---------- SELECTED PASSAGE ----------

What Is Mortgage Insurance and How Much is Mortgage Insurance?

April 07th, 2020

Selling | Buying | Realtors®
What Is Mortgage Insurance and How Much is Mortgage Insurance?

What is Mortgage Insurance? What are the Pros and Cons of Private Mortgage Insurance (PMI)

The Pros and Cons of Private Mortgage Insurance (PMI)

Many of our clients want to know what is mortgage insurance or private mortgage insurance (PMI) and do I need it? What are the differences between mortgage insurance and private mortgage insurance? What are the pros and cons to mortgage insurance? Can I get rid of private mortgage insurance (PMI)? This article will help answer your questions as they relate to mortgage insurance and private mortgage insurance as well as shed light on the pros and cons of both.

Traditionally, the target for a down payment on a home has been 20% of the purchase price. But that's a hefty chunk of change for most Americans, especially first-time home buyers. Thankfully, there are options in place that allow buyers to offer a smaller down payment but still qualify for a mortgage. Homebuyers who choose to offer a smaller down payment – say, 10 % or 15% instead of 20% – will typically be required to obtain mortgage insurance.

Mortgage insurance and Private Mortgage insurance is not specific to our local markets of Raleigh or Charlotte it is offered everywhere in the United States.

In this article, we will discuss the pros and cons of mortgage insurance and why it may be required for some borrowers. Mortgage insurance or Private Mortgage Insurance can be considered one of the hidden costs when buying a home though it's not necessarily a bad expense.

What is mortgage insurance?

---------- DATA PROVIDED ----------

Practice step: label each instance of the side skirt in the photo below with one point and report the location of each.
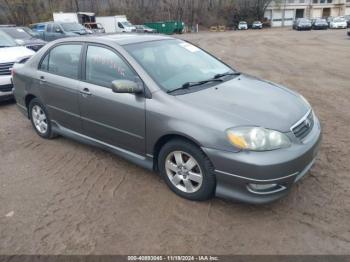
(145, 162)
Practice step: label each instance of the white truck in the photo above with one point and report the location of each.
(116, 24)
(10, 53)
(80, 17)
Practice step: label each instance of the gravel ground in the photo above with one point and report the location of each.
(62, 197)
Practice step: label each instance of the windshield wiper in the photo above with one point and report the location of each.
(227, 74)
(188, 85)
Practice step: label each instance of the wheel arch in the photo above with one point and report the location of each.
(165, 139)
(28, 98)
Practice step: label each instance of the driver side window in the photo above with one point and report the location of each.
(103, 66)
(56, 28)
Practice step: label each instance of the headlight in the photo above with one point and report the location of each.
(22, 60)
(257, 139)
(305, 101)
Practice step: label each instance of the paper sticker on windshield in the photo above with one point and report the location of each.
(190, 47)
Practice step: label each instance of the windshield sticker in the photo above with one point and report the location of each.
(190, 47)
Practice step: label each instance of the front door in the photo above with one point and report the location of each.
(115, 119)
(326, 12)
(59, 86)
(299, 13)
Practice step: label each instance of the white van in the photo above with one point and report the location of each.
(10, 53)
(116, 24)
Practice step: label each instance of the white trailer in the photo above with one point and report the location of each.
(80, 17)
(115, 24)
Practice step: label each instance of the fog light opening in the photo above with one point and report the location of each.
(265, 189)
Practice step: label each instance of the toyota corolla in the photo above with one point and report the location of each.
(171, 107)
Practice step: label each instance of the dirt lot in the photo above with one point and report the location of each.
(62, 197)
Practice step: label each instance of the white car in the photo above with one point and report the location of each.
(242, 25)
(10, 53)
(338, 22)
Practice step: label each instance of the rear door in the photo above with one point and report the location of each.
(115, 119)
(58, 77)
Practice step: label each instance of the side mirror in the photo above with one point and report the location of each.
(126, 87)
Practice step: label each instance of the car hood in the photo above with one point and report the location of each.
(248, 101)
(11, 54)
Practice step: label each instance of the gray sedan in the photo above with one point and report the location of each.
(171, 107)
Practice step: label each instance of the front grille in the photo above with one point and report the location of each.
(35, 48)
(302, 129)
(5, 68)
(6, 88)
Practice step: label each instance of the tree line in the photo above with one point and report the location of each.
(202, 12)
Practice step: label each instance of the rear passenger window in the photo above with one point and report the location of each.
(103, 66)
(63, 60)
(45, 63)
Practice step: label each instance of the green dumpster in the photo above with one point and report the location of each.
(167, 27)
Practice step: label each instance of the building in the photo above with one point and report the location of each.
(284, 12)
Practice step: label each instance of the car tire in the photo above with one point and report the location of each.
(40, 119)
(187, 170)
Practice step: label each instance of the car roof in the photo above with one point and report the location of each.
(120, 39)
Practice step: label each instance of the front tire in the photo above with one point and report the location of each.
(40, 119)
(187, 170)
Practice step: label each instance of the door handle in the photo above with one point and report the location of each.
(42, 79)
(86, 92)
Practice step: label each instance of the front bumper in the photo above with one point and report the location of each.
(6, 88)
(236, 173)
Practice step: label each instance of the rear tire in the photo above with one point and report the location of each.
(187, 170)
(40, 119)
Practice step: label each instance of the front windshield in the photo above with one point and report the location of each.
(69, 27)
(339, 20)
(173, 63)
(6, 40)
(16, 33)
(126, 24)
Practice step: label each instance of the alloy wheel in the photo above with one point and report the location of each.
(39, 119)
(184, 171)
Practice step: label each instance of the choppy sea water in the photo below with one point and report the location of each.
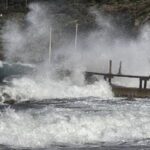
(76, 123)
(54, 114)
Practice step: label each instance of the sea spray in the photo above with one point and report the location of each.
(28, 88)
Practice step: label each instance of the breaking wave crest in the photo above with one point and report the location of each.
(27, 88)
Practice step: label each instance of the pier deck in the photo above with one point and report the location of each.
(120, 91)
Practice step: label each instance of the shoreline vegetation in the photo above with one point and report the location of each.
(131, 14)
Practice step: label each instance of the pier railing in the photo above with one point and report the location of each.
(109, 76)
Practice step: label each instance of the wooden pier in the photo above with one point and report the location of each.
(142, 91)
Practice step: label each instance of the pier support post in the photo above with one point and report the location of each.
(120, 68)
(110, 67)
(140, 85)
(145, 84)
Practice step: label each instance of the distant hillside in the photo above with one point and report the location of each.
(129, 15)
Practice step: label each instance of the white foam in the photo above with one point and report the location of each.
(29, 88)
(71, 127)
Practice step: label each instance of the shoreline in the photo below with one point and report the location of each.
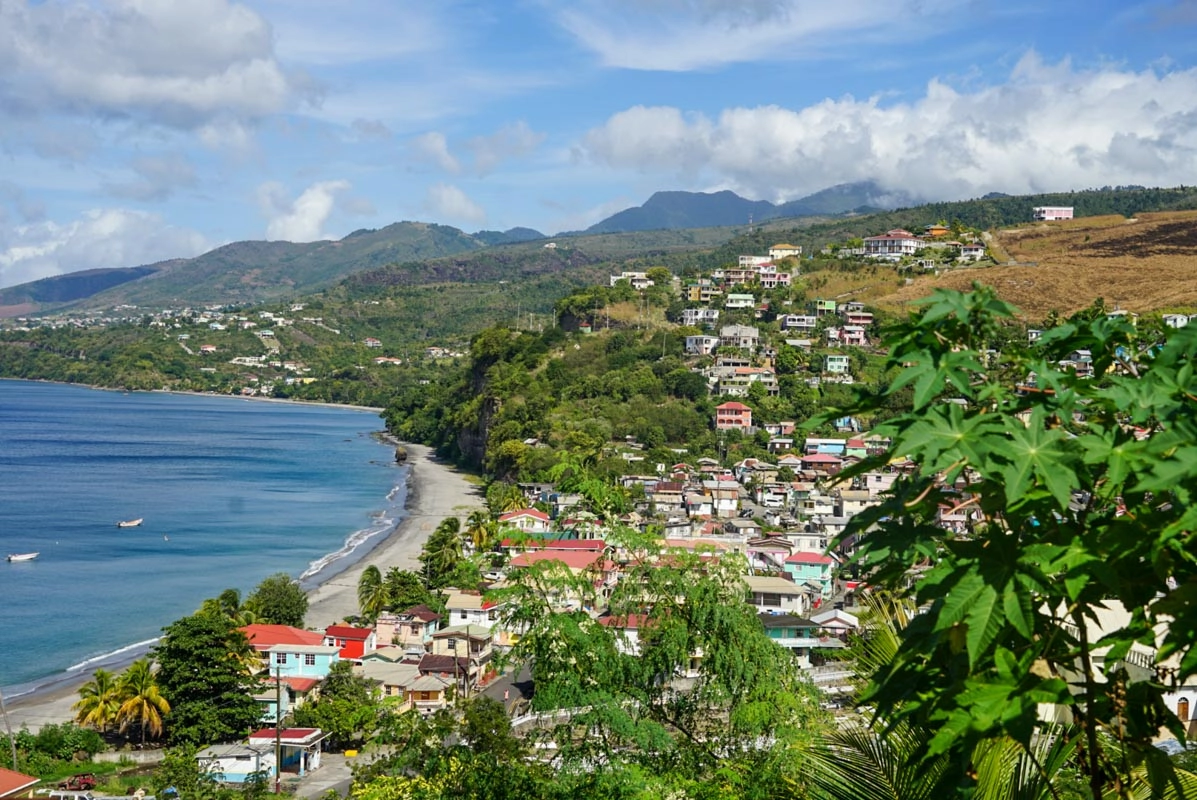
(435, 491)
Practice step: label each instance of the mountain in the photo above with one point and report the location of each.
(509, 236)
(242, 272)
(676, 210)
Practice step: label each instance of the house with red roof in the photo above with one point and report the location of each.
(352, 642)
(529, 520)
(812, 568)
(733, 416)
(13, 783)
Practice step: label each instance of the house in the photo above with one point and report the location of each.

----------

> _TASK INSTRUCTIONS_
[A] List every down payment percentage mentioned in the mortgage insurance article.
[B] Show each line of the records that contains the string "door", treating case as significant.

> _RESULTS FOR EACH TASK_
[A] 20%, 10%, 15%

[B]
Practice step: label each instance of the front door in the photo above with one point and report the location of each.
Practice step: label each instance of the rear door in the photo above with one point and report the location of each.
Practice step: label each instance of the door handle in the photo above with one point and report the location of each.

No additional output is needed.